## TRECHO DO DOCUMENTO:
•••••
Segundo, que entre essas criaturas não há diferença entre o bem comum e o bem individual e, dado que por natureza tendem para o bem individual, acabam por promover o bem comum. Mas o homem só encontra felicidade na comparação com os outros homens, e só pode tirar prazer do que é eminente.

Terceiro, que, como essas criaturas não possuem (ao contrário do homem) o uso da razão, elas não veem nem julgam ver qualquer erro na administração de sua existência comum. Ao passo que entre os homens são em grande número os que se julgam mais sábios, e mais capacitados que os outros para o exercício do poder público. E esses se esforçam por empreender reformas e inovações, uns de uma maneira e outros de outra, acabando assim por levar o país à desordem e à guerra civil.
•••••
## TAREFA PROPOSTA:
Continue o trecho acima sobre as diferenças entre essas criaturas e o homem a partir da última frase apresentada.
•••••
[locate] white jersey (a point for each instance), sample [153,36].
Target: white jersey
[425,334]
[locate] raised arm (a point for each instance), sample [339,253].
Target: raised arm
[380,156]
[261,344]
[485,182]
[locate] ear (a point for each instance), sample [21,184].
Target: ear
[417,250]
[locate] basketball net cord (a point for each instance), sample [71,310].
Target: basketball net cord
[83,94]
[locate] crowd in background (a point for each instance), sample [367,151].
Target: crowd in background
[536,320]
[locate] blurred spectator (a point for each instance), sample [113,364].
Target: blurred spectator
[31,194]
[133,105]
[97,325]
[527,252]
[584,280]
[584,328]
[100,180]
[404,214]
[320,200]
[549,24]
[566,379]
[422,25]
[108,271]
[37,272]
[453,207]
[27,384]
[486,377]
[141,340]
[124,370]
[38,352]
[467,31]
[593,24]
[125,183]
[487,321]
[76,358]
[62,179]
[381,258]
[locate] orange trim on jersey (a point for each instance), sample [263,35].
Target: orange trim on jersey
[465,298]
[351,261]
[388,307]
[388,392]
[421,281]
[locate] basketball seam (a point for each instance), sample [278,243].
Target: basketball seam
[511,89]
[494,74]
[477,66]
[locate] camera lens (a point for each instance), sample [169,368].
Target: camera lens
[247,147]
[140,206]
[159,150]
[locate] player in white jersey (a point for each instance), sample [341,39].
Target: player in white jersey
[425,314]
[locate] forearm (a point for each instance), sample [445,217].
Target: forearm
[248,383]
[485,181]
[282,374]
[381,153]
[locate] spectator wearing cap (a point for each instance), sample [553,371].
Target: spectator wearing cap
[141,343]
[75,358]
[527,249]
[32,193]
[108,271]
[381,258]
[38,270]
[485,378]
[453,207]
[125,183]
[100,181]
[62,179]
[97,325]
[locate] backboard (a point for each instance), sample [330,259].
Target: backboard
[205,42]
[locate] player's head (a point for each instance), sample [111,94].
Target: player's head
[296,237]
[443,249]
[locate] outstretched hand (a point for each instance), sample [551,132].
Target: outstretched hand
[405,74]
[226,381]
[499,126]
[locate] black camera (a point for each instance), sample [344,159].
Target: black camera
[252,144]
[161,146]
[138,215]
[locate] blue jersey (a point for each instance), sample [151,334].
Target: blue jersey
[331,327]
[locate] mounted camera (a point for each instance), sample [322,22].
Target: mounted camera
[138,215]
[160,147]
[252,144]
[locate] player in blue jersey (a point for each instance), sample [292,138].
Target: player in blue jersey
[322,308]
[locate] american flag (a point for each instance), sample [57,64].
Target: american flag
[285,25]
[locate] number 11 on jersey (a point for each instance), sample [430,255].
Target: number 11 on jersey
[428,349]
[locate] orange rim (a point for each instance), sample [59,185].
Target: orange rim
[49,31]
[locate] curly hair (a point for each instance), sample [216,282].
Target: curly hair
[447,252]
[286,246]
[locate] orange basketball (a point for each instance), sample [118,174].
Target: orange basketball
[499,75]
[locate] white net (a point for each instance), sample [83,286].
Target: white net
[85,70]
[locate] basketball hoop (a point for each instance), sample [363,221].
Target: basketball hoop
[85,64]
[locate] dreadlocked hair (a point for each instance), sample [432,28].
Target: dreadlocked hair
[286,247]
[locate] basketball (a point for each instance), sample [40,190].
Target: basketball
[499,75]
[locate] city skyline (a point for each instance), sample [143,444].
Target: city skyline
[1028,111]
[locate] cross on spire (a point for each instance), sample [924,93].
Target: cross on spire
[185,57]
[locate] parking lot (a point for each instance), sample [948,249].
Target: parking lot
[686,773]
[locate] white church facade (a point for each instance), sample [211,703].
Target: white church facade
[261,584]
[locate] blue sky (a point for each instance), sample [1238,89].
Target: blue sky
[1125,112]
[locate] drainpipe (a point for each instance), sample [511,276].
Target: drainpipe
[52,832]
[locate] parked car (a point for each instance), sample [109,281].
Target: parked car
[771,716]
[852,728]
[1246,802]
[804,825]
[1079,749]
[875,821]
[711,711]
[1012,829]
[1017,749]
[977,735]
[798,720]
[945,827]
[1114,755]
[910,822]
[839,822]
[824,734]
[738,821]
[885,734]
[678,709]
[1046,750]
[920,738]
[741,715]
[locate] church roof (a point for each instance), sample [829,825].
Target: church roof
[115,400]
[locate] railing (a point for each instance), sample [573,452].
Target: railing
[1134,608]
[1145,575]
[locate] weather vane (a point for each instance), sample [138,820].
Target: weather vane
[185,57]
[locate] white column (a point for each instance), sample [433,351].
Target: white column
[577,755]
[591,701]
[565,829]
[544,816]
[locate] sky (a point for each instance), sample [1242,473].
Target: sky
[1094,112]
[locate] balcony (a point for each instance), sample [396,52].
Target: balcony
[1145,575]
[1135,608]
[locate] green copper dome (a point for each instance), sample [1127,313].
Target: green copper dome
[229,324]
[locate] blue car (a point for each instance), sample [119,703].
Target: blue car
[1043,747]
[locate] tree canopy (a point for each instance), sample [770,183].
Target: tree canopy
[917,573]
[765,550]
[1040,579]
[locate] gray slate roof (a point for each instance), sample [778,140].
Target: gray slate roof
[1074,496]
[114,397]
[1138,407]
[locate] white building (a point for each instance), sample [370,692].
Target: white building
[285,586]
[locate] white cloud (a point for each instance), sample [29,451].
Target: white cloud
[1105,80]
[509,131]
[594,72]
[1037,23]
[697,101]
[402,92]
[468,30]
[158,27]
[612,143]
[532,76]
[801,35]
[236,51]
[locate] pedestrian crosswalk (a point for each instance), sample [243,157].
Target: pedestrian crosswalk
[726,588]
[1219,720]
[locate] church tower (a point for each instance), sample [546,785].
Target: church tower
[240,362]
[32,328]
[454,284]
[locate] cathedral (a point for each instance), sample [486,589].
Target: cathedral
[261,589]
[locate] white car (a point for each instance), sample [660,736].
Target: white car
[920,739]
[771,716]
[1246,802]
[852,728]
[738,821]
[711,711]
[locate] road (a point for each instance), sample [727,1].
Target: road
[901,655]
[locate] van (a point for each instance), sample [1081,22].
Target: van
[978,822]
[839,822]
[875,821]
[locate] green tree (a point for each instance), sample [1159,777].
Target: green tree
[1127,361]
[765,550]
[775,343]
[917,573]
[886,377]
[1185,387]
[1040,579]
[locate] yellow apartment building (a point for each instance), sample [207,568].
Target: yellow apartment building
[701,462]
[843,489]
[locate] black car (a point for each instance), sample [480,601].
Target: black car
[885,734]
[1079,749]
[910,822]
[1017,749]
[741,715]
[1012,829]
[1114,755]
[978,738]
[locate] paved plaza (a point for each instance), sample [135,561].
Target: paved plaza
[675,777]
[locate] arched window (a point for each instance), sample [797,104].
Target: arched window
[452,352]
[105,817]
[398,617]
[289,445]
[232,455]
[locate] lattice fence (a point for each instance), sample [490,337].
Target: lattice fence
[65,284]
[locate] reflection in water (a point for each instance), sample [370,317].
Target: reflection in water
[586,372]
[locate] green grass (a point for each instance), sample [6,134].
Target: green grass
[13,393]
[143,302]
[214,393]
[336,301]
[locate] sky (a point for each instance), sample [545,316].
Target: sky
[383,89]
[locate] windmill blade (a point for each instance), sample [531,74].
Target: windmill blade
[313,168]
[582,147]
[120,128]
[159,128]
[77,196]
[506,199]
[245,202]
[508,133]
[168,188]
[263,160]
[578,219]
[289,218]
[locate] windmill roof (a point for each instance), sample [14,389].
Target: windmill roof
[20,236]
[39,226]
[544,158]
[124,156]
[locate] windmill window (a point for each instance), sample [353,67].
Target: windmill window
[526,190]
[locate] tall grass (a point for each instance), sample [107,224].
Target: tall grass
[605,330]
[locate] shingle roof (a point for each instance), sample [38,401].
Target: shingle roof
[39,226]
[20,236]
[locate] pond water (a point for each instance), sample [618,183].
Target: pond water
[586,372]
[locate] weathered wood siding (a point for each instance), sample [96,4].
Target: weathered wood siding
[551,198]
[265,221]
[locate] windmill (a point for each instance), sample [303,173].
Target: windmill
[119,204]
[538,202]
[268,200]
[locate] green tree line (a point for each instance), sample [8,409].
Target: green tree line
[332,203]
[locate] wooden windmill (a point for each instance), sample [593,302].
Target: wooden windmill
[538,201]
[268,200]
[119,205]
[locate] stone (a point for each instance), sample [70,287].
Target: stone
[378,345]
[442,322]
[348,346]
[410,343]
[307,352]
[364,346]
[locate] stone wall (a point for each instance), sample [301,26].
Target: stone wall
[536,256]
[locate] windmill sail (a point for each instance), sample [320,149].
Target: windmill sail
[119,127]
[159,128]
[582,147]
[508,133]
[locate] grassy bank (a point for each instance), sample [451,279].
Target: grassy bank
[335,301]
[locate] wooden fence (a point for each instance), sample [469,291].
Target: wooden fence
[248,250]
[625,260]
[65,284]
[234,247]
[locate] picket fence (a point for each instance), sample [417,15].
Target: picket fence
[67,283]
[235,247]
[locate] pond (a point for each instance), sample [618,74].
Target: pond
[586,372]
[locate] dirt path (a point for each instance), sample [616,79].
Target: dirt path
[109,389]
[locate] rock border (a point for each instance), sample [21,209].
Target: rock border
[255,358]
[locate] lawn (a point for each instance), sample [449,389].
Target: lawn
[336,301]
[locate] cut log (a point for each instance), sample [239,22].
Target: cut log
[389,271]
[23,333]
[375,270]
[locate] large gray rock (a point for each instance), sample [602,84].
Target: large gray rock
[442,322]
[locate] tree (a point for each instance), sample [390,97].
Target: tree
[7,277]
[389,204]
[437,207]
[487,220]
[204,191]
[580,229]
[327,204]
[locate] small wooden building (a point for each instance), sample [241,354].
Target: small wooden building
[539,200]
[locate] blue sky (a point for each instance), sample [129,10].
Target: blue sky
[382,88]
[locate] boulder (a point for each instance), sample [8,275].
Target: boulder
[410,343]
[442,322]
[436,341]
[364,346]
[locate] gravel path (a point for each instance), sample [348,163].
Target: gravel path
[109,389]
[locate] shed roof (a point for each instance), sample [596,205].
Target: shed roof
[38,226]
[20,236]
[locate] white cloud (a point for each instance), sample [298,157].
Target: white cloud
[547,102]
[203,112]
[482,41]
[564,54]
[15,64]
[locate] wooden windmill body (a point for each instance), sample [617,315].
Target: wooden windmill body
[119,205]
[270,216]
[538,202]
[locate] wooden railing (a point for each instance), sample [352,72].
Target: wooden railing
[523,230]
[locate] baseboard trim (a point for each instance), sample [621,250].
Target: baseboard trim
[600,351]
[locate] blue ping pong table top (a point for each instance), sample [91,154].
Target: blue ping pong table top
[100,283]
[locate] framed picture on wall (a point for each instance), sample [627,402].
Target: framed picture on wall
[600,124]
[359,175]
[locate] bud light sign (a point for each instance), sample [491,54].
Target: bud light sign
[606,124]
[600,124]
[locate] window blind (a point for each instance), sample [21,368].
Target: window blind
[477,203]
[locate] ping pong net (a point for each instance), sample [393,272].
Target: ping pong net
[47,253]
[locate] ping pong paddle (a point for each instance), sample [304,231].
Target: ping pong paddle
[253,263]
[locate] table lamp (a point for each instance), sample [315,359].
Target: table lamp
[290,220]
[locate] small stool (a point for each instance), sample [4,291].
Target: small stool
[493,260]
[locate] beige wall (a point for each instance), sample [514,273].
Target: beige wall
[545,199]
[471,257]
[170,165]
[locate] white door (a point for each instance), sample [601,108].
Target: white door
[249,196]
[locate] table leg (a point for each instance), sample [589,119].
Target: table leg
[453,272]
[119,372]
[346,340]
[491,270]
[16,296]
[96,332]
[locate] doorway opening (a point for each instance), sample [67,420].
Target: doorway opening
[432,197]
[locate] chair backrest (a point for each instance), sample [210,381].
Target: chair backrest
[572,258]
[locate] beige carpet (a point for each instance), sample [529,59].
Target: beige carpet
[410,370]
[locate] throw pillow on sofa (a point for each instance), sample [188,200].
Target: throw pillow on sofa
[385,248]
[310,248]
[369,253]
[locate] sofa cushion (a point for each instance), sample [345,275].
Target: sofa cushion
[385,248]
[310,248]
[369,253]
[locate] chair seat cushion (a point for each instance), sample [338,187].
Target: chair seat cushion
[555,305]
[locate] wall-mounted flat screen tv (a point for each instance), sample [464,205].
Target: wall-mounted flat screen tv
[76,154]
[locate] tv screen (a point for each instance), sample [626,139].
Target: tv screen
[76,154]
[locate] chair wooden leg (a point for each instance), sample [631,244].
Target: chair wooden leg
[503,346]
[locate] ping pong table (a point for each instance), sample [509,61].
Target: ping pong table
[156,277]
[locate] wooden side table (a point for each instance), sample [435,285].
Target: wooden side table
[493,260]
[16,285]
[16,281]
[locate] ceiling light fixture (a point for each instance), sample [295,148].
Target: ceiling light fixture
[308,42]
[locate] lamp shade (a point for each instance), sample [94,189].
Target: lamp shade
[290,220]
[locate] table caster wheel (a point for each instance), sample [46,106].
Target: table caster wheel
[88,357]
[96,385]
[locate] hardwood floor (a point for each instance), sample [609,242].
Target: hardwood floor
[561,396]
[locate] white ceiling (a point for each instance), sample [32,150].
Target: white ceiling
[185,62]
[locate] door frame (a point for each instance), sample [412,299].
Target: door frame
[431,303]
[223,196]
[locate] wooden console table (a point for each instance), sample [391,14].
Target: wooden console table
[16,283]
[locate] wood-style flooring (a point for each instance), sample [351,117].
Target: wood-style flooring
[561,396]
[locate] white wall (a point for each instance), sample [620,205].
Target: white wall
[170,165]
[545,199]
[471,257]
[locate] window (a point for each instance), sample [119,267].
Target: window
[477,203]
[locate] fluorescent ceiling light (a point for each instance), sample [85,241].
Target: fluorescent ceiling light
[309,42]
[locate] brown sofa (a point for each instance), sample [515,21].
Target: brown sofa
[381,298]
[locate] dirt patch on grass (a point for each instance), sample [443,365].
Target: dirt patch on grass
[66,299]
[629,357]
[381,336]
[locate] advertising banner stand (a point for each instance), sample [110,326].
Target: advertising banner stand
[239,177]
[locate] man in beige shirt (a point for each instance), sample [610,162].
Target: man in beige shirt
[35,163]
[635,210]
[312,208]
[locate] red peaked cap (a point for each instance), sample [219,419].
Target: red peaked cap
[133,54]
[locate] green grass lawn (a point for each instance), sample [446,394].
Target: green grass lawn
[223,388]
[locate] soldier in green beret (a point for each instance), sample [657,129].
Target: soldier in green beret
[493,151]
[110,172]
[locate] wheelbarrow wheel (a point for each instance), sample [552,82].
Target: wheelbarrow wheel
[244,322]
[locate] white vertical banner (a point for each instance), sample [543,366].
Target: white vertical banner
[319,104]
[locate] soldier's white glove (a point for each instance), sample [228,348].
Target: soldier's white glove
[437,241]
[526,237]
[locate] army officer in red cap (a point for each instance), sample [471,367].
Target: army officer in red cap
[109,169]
•••••
## RESPOSTA DO EXERCÍCIO:
Quarto, que essas criaturas, embora sejam capazes de certo uso da voz, para dar a conhecer umas às outras seus desejos e outras afecções, apesar disso, carecem daquela arte das palavras mediante a qual alguns homens são capazes de apresentar aos outros o que é bom sob a aparência do mal, e o que é mau sob a aparência do bem; ou então aumentando ou diminuindo a importância visível do bem ou do mal, semeando o descontentamento entre os homens e perturbando a seu bel-prazer a paz em que os outros vivem.

Quinto, as criaturas irracionais são incapazes de distinguir entre injúria e dano, e consequentemente basta que estejam satisfeitas para nunca se ofenderem com seus semelhantes. Ao passo que o homem é tanto mais implicativo quanto mais satisfeito se sente, pois é neste caso que tende mais para exibir sua sabedoria e para controlar as ações dos que governam o Estado.

Por último, o acordo vigente entre essas criaturas é natural, ao passo que o dos homens surge apenas através de um pacto, isto é, artificialmente. Portanto não é de admirar que seja necessária alguma coisa mais, além de um pacto, para tornar constante e duradouro seu acordo: ou seja, um poder comum que os mantenha em respeito, e que dirija suas ações no sentido do beneficio comum.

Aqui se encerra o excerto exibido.